> **Exercise requirements**
Each line in the records below, from the one that contains "Point to the white lighthouse" to the one that contains "Target: angel statue", should be reproduced exactly, the first and last included.

> **Task material**
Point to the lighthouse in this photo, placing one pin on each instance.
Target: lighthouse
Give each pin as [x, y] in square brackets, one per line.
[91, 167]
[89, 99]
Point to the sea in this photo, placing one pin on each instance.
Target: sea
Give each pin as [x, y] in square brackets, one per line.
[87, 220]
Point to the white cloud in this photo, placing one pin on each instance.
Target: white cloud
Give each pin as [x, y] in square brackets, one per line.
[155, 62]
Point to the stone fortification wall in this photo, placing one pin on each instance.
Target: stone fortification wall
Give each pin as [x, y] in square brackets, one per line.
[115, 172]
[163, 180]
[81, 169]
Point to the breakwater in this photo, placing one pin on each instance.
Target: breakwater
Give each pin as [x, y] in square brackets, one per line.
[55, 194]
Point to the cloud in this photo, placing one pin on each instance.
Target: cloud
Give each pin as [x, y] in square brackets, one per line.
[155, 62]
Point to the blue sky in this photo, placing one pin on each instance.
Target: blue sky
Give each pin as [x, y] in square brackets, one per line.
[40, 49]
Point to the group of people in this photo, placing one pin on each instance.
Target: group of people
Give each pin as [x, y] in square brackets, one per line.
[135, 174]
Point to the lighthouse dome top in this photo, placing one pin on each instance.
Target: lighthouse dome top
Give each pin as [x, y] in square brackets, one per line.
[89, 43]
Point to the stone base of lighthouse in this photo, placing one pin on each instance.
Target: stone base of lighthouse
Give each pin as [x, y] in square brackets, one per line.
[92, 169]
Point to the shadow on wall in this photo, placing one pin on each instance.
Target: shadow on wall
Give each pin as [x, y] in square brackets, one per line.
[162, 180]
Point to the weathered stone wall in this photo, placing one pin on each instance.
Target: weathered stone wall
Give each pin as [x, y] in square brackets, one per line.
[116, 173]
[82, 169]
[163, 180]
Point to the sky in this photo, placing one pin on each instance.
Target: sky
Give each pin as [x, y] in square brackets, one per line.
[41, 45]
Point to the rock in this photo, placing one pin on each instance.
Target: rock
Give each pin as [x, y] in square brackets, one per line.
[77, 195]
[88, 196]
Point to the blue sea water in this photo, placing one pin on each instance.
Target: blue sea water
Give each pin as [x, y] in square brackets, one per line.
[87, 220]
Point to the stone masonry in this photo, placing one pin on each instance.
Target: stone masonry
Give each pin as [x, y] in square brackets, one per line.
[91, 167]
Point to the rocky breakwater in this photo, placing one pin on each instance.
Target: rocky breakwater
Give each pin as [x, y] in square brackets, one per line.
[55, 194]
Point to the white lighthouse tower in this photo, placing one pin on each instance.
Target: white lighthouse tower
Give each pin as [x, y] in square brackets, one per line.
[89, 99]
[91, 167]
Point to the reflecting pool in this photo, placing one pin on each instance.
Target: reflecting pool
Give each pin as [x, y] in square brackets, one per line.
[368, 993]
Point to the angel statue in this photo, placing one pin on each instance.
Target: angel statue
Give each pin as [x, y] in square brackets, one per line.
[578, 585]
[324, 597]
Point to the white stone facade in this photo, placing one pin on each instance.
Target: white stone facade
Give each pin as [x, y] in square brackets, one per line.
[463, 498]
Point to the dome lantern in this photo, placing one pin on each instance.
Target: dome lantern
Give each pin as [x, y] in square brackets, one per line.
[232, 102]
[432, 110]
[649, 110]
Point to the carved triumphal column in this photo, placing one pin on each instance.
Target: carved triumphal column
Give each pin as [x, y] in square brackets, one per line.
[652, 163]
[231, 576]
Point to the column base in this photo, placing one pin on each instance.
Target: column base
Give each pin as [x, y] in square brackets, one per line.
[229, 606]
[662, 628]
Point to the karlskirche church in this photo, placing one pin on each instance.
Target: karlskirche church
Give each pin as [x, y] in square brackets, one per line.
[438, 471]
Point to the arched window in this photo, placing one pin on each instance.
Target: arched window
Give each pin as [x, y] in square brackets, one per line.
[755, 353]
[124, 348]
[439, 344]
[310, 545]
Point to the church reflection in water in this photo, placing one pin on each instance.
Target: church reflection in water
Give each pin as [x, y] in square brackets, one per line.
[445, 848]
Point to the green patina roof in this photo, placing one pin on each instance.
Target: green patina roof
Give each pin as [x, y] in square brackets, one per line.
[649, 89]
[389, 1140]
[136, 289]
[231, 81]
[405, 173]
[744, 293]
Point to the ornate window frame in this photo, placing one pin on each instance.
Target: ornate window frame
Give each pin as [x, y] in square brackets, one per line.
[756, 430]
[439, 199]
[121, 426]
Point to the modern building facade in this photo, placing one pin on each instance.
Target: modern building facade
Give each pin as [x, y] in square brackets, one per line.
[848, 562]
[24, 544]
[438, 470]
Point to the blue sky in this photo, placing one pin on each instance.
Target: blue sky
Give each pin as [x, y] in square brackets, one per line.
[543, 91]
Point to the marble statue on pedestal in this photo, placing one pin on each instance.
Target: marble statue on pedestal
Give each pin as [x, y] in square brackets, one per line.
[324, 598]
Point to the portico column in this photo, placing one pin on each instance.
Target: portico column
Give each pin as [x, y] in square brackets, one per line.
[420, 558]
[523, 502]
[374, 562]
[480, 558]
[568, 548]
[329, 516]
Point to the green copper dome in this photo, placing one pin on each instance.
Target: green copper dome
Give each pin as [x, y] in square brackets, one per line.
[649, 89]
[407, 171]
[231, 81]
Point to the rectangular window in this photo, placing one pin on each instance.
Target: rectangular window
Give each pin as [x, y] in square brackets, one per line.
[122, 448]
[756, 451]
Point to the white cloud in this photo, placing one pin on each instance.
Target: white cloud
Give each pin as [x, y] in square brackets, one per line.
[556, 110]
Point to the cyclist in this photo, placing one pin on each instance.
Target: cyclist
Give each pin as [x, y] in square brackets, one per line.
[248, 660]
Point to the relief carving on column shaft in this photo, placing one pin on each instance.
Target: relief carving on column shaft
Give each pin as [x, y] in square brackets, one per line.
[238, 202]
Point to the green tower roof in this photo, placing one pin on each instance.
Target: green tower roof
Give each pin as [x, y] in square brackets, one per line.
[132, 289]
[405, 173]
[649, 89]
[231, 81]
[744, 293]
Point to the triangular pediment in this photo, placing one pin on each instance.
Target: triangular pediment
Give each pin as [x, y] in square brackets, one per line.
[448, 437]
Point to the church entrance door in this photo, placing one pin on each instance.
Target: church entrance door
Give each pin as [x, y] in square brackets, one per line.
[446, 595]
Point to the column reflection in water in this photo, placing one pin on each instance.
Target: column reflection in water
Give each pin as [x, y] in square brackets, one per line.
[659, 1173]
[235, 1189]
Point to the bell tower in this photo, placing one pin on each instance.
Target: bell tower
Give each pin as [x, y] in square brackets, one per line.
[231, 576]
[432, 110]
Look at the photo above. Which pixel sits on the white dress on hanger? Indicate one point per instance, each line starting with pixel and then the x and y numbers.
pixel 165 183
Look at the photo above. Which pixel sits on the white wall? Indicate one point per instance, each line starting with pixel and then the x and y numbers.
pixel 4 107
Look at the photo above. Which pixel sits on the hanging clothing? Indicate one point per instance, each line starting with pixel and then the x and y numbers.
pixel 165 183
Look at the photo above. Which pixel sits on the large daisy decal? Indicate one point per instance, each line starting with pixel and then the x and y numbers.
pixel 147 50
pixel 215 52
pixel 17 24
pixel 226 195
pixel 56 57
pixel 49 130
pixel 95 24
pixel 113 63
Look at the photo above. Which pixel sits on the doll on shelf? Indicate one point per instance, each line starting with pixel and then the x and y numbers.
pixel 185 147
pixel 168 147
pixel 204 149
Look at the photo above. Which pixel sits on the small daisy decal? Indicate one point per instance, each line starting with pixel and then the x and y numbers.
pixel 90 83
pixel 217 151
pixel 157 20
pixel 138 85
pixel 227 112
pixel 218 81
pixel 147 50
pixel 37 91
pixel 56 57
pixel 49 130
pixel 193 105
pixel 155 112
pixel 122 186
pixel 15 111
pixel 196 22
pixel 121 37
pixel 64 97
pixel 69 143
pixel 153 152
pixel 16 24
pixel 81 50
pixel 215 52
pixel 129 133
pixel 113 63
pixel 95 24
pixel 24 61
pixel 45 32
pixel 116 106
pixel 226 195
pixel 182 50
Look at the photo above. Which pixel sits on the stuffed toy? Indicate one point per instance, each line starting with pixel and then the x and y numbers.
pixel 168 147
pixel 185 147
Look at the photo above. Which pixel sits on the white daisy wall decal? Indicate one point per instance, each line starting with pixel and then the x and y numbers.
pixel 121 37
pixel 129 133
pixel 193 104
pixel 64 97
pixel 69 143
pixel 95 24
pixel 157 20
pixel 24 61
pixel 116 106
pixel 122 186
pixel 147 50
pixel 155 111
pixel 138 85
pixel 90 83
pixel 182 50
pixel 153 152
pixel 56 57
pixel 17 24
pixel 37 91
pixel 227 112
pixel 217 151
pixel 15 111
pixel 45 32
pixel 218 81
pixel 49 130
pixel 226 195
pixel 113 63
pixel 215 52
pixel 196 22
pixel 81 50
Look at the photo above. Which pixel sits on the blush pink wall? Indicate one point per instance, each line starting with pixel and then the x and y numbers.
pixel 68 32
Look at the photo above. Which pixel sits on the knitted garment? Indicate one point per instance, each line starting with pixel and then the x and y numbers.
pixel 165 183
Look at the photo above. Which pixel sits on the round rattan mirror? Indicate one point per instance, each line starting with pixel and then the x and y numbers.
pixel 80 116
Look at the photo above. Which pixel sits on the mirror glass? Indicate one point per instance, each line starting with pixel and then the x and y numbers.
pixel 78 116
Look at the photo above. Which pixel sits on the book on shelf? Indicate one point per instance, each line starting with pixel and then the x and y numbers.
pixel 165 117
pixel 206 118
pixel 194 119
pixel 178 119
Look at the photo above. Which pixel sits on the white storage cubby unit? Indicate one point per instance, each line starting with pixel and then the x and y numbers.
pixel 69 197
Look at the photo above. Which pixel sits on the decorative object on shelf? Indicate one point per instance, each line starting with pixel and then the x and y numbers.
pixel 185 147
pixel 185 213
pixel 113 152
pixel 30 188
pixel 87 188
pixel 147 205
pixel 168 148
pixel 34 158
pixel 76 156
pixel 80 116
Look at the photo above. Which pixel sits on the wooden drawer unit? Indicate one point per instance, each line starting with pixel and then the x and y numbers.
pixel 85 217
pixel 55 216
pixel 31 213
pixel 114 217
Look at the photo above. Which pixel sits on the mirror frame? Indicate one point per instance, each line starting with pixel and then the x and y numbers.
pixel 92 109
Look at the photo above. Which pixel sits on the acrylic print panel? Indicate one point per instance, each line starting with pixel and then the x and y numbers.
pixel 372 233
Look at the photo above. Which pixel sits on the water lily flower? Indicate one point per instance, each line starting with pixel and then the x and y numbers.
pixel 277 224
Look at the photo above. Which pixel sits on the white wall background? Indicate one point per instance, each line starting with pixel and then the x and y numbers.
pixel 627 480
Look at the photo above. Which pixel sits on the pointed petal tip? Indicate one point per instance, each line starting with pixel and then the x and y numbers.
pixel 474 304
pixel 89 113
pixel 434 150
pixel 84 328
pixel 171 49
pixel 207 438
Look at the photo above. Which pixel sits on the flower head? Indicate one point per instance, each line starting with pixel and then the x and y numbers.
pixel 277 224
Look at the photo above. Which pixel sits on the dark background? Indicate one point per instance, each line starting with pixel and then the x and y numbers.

> **Completed exercise**
Point to the white lighthouse tower in this photo, placing one pin on each instance.
Target: white lighthouse tower
Give each pin as [x, y] in square brackets, one per line.
[89, 99]
[91, 167]
Point to the reflecting pool in this photo, placing one pin on each instance.
Target: reflecting pool
Give each pin as [x, y] in square brackets, one per line.
[368, 993]
Point to the angel statue in this photo, placing one pin on each instance.
Target: angel statue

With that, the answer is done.